/---
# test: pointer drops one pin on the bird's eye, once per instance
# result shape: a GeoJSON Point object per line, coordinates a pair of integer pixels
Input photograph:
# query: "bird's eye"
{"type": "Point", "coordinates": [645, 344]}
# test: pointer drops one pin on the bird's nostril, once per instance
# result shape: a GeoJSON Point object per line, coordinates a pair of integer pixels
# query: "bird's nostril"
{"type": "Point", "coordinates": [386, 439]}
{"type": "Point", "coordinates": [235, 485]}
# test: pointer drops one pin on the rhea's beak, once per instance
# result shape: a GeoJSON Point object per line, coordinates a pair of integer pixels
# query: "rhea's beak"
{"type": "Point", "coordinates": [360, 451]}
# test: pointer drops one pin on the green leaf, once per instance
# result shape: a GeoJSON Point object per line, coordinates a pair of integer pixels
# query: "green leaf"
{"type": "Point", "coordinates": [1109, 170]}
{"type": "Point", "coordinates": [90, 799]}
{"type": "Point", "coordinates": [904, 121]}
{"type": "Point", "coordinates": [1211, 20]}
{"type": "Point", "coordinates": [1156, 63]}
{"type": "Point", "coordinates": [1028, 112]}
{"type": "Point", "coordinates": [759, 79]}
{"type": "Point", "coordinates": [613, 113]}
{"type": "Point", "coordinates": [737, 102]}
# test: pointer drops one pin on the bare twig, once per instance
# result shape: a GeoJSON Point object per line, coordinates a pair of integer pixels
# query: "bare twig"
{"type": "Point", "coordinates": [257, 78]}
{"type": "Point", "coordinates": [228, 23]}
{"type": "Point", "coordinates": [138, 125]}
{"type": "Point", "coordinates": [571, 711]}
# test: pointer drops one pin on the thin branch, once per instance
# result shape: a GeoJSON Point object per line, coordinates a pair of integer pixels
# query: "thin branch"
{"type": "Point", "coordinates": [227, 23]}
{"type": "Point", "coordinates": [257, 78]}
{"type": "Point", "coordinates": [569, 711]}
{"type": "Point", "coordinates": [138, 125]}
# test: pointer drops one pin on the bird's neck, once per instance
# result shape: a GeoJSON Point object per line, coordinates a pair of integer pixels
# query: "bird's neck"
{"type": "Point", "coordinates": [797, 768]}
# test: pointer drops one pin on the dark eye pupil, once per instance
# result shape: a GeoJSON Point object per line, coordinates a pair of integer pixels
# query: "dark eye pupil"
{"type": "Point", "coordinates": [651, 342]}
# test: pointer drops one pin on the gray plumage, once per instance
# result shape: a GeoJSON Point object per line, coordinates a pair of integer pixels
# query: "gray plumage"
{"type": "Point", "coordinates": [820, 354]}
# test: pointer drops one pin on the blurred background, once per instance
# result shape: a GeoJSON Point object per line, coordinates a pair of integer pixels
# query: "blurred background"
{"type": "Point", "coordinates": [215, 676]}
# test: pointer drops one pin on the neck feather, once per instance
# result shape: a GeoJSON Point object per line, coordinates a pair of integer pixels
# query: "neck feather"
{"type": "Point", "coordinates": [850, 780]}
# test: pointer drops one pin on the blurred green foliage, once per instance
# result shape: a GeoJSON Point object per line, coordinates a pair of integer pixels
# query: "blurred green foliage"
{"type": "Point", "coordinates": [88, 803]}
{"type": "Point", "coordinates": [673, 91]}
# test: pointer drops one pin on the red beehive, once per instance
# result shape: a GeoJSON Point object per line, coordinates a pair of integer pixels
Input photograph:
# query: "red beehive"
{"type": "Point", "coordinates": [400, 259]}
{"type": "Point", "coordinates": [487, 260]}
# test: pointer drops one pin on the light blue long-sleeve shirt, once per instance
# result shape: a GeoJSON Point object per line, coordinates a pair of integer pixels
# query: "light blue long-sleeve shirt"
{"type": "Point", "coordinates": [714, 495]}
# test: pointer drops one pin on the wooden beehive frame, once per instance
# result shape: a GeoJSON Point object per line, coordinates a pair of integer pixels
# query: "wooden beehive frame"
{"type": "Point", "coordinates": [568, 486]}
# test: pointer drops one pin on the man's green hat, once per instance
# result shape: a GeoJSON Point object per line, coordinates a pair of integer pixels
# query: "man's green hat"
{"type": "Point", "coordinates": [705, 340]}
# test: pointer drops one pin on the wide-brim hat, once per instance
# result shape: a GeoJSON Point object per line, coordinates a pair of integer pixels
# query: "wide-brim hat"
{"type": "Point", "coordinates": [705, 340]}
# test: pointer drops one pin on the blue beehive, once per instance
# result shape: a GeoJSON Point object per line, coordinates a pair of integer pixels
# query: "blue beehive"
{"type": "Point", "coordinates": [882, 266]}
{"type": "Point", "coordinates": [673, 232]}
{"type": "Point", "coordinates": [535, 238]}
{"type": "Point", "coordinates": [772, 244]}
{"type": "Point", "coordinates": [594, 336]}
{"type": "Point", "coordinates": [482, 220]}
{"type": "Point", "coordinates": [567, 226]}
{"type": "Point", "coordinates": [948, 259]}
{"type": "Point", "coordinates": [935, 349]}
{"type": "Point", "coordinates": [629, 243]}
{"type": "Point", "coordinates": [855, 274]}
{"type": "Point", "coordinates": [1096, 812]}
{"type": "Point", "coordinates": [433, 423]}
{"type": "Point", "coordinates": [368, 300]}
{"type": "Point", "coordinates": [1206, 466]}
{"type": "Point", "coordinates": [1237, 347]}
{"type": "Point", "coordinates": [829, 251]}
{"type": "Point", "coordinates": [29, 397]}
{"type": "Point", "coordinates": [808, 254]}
\---
Problem to solve: Each record is to be repeated exactly.

Response to this exercise:
# test: pointer drops one pin on the bird's eye, once per instance
# result shape: a GeoJSON Point object per line, coordinates a pair of integer pixels
Input photograph:
# query: "bird's eye"
{"type": "Point", "coordinates": [645, 344]}
# test: pointer drops one pin on the bird's nostril, once per instance
# result shape: a GeoJSON Point object per line, coordinates a pair of integer pixels
# query: "bird's nostril"
{"type": "Point", "coordinates": [386, 439]}
{"type": "Point", "coordinates": [235, 485]}
# test: pointer drops one pin on the rhea's beak, once per instance
# result shape: a GeoJSON Point object per line, coordinates a pair of integer pixels
# query: "rhea's beak"
{"type": "Point", "coordinates": [360, 451]}
# test: pointer drops one pin on the green leaf, once per instance
# result shape: a GeoJSON Point object per line, coordinates a pair of integer pixels
# query: "green leaf"
{"type": "Point", "coordinates": [1109, 170]}
{"type": "Point", "coordinates": [90, 799]}
{"type": "Point", "coordinates": [904, 121]}
{"type": "Point", "coordinates": [1211, 20]}
{"type": "Point", "coordinates": [1156, 63]}
{"type": "Point", "coordinates": [1028, 112]}
{"type": "Point", "coordinates": [759, 79]}
{"type": "Point", "coordinates": [613, 113]}
{"type": "Point", "coordinates": [737, 102]}
# test: pointer drops one pin on the bare twig, once per instance
# result shape: a GeoJSON Point object per line, coordinates a pair of integer pixels
# query: "bare twig"
{"type": "Point", "coordinates": [257, 78]}
{"type": "Point", "coordinates": [228, 23]}
{"type": "Point", "coordinates": [138, 125]}
{"type": "Point", "coordinates": [571, 711]}
# test: pointer drops one pin on the thin branch, once per instance
# result shape: a GeoJSON Point object per line, coordinates a pair of integer pixels
# query: "thin branch"
{"type": "Point", "coordinates": [227, 23]}
{"type": "Point", "coordinates": [257, 78]}
{"type": "Point", "coordinates": [569, 711]}
{"type": "Point", "coordinates": [138, 125]}
# test: pointer drops one pin on the bird's neck, once per instance
# result shape: a GeoJSON Point object per line, coordinates a pair of integer pixels
# query: "bird's neck"
{"type": "Point", "coordinates": [797, 768]}
# test: pointer drops one pin on the dark eye pupil, once per instance
# result shape: a GeoJSON Point object per line, coordinates a pair of integer pixels
# query: "dark eye pupil"
{"type": "Point", "coordinates": [651, 342]}
# test: pointer drops one pin on the gray plumage, once per instance
# result shape: a GeoJSON Point object per line, coordinates a pair of integer pixels
# query: "gray plumage"
{"type": "Point", "coordinates": [820, 354]}
# test: pointer drops one pin on the blurred background, once per instance
# result shape: a GeoJSON Point object per line, coordinates a pair of integer pixels
# query: "blurred background"
{"type": "Point", "coordinates": [215, 676]}
# test: pointer drops one pin on the neck feather, once per instance
# result shape: a GeoJSON Point object per line, coordinates a pair of integer pixels
# query: "neck feather"
{"type": "Point", "coordinates": [850, 780]}
# test: pointer drops one pin on the blurred green foliage, once per instance
# result shape: a GeoJSON Point object per line, coordinates a pair of integer pixels
# query: "blurred green foliage"
{"type": "Point", "coordinates": [88, 803]}
{"type": "Point", "coordinates": [673, 91]}
# test: pointer drops one pin on the red beehive, once per instance
# result shape: a GeoJSON Point object per line, coordinates a pair of integer pixels
Input photograph:
# query: "red beehive"
{"type": "Point", "coordinates": [400, 259]}
{"type": "Point", "coordinates": [487, 260]}
# test: pointer drops one pin on the light blue long-sleeve shirt, once per instance
# result shape: a GeoJSON Point object per line, coordinates a pair of integer pixels
# query: "light blue long-sleeve shirt"
{"type": "Point", "coordinates": [714, 495]}
# test: pointer drops one pin on the wooden beehive frame, once per instance
# result shape: a GeoJSON Point object per line, coordinates a pair of integer pixels
# query: "wooden beehive frame"
{"type": "Point", "coordinates": [568, 486]}
# test: pointer drops one pin on the man's green hat, once per instance
# result shape: a GeoJSON Point object per line, coordinates a pair of integer pixels
# query: "man's green hat"
{"type": "Point", "coordinates": [705, 340]}
# test: pointer drops one pin on the wide-brim hat, once per instance
# result shape: a GeoJSON Point object per line, coordinates a pair of integer pixels
# query: "wide-brim hat"
{"type": "Point", "coordinates": [705, 340]}
# test: pointer drops one pin on the blue beehive, once per instance
# result shape: a GeoJSON Point object per line, coordinates a pair of integer pixels
# query: "blue beehive"
{"type": "Point", "coordinates": [882, 266]}
{"type": "Point", "coordinates": [673, 232]}
{"type": "Point", "coordinates": [535, 238]}
{"type": "Point", "coordinates": [772, 244]}
{"type": "Point", "coordinates": [594, 336]}
{"type": "Point", "coordinates": [482, 220]}
{"type": "Point", "coordinates": [567, 226]}
{"type": "Point", "coordinates": [948, 259]}
{"type": "Point", "coordinates": [935, 349]}
{"type": "Point", "coordinates": [629, 243]}
{"type": "Point", "coordinates": [855, 274]}
{"type": "Point", "coordinates": [1096, 812]}
{"type": "Point", "coordinates": [433, 423]}
{"type": "Point", "coordinates": [368, 300]}
{"type": "Point", "coordinates": [1206, 466]}
{"type": "Point", "coordinates": [1237, 347]}
{"type": "Point", "coordinates": [829, 251]}
{"type": "Point", "coordinates": [29, 397]}
{"type": "Point", "coordinates": [808, 254]}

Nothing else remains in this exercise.